╭──

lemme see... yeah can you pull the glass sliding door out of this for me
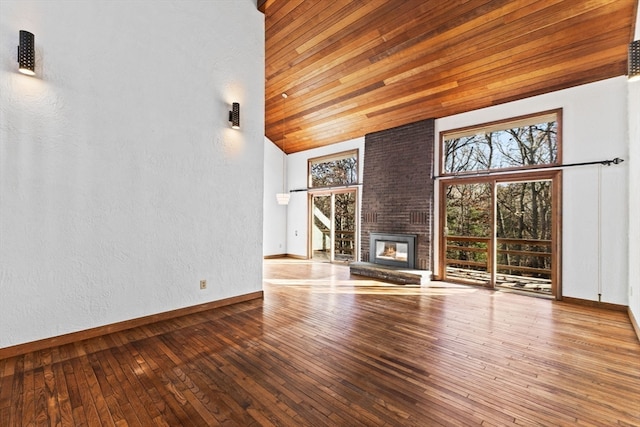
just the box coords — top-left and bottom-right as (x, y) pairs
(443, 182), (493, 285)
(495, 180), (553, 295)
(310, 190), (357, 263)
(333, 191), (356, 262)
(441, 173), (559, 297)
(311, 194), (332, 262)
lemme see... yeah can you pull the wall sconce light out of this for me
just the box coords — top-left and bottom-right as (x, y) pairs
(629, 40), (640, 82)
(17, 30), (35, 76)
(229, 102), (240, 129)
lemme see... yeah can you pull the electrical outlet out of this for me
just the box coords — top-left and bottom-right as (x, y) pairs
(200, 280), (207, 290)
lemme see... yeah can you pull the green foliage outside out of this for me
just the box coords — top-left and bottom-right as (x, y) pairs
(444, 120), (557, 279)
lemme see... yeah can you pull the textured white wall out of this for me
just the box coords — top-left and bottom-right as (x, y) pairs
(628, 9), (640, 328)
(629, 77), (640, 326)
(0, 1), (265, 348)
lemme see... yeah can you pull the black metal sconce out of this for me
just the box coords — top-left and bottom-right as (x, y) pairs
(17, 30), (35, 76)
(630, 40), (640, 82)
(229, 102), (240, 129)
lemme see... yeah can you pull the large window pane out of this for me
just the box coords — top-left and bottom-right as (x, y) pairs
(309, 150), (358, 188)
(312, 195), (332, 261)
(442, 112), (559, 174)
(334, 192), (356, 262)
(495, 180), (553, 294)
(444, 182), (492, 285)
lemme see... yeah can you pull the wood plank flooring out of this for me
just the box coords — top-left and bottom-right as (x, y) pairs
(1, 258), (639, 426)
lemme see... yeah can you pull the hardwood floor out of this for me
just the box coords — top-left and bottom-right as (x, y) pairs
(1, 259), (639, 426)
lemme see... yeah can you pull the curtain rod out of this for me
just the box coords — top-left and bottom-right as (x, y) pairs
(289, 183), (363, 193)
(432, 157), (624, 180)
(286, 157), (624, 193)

╰──
╭──

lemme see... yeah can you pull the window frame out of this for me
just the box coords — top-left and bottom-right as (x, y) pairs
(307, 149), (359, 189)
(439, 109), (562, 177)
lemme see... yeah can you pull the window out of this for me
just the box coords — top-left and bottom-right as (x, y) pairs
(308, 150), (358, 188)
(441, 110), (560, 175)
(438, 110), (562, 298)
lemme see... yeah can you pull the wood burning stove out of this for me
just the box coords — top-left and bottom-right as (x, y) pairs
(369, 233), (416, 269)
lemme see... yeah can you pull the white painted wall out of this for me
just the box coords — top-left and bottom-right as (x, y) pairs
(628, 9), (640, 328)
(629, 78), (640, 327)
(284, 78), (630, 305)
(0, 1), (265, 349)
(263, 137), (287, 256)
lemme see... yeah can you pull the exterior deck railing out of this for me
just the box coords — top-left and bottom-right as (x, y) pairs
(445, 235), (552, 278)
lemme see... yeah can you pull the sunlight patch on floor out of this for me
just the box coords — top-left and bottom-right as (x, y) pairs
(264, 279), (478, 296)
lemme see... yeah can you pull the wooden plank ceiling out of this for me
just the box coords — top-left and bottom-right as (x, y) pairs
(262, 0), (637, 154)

╰──

▶ [Work item] All lines above between those holding "lemme see... yeah can you pull the white" and "lemme see... yeah can you pull the wooden", inclusive, must be set down unchanged, and no other line may be included.

▶ [Solution for this exercise]
lemme see... yeah can you pull the white painted wall out of this for me
just the box coords — top-left and bottom-right as (x, y) pairs
(628, 9), (640, 328)
(629, 78), (640, 327)
(284, 78), (630, 305)
(0, 1), (265, 349)
(263, 137), (287, 256)
lemme see... yeah can you pull the exterior deck railing out of this for me
just the box coords — top-left and bottom-right as (x, y) pairs
(445, 235), (552, 278)
lemme see... yeah can you pull the sunlight patch on floor out of this for me
just the box coords — top-left and bottom-right as (x, y) pairs
(264, 279), (478, 296)
lemme see... yeah can you pull the wooden plank ceiling out of this for me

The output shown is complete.